### Task instructions
Could you repeat every record below exactly, leaving out the pictures?

--- Dataset entries Enclosed Below ---

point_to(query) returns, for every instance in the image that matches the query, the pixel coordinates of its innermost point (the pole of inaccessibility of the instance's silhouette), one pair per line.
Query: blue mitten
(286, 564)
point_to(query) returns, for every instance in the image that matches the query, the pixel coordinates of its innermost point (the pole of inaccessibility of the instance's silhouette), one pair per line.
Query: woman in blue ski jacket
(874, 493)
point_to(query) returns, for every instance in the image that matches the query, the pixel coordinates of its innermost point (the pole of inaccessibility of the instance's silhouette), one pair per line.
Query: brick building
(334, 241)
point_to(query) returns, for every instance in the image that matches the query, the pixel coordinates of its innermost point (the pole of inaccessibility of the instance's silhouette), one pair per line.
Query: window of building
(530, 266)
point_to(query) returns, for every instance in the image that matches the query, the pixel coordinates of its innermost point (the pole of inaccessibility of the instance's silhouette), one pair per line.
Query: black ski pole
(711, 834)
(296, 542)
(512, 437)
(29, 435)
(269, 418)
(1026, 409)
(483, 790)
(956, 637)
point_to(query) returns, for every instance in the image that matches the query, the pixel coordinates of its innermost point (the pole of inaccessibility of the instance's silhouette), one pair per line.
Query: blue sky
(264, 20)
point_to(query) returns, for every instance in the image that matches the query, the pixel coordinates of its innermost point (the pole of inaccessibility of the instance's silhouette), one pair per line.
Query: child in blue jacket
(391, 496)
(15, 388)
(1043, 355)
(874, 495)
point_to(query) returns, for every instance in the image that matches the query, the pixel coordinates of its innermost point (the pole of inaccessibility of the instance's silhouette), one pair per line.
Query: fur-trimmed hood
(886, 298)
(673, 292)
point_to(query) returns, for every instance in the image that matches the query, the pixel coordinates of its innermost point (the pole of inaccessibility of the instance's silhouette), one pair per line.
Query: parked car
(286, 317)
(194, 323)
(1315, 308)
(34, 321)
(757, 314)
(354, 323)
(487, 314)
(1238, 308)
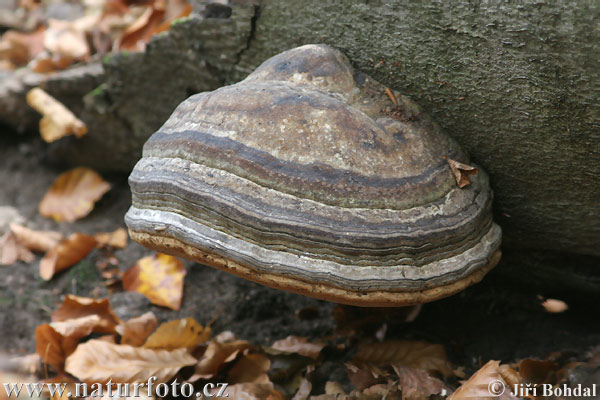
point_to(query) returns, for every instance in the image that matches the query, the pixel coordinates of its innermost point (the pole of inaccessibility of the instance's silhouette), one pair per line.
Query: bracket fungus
(310, 177)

--- End of Enclosed Dataset entries ---

### Answer area
point_to(query) returns, for every instance in the image that matches the query, the pixel coordinates of its innermost point (the pole of inaccessibility of the instance's silhouette), one pair per line.
Query: blue mitten
(286, 564)
point_to(query) returns, for every instance in the image that matches the query, the pixel coordinates of its innermost point (the pole of inaccessibility of the instance's silhouette), one pair per line.
Query: woman in blue ski jacket
(874, 493)
point_to(query) returns, for every instance in the image that matches the query, the pixel coordinates of its innermost point (the pole of inaccessibility of the instance's silhouette), one pair per line.
Query: brick building
(334, 241)
point_to(query) returns, for every instance in the image that matches the query, the pixel coordinates of its innermost point (the pole of inaccessibility of the instance's silhouette), one pair per line.
Query: window of building
(530, 266)
point_to(query) returns, for every instance in the image that matches the query, the pixel coordinates of its innermost point (the pole of inaccessibility of the instance's silhouette), one pair per line.
Query: black ski pole
(711, 834)
(296, 542)
(512, 437)
(29, 435)
(269, 418)
(1026, 409)
(483, 790)
(956, 637)
point_to(query) returns, for every instance in the image that matches the query, the pixel coordinates of its innermost point (the pole of inaccessibility of the instance's silhouette), one pair per line.
Query: blue sky
(264, 20)
point_to(query) returns, for every instance in the image that matches the query, the pixel coordinates of its innermost point (the pole of inaccessibility of the instance's silhouette), one pair per line.
Query: child in blue jacket
(391, 496)
(15, 388)
(1043, 355)
(874, 495)
point_to(query) returns, for every instance in the image that matches the query, the pixel coordinates of its innermost point (the pole of inaccessibility of the instance's silhouette), one pair per line.
Query: fur-trimmed hood
(886, 298)
(673, 292)
point_to(query) returns, for every instance in the image that matches the query, the pixel coordinates of its innermost point (the pole of inaccessibility of the instance's silhouette), one pair per line.
Query: parked car
(286, 317)
(194, 323)
(1315, 308)
(34, 321)
(757, 314)
(354, 323)
(487, 314)
(1238, 308)
point_to(query) returns, for every instance in the image that matches the query, the pixel coordinates of its innermost point (the pole of inaccessibility of the instance's silhouette), one pair per line.
Query: bracket fungus
(310, 177)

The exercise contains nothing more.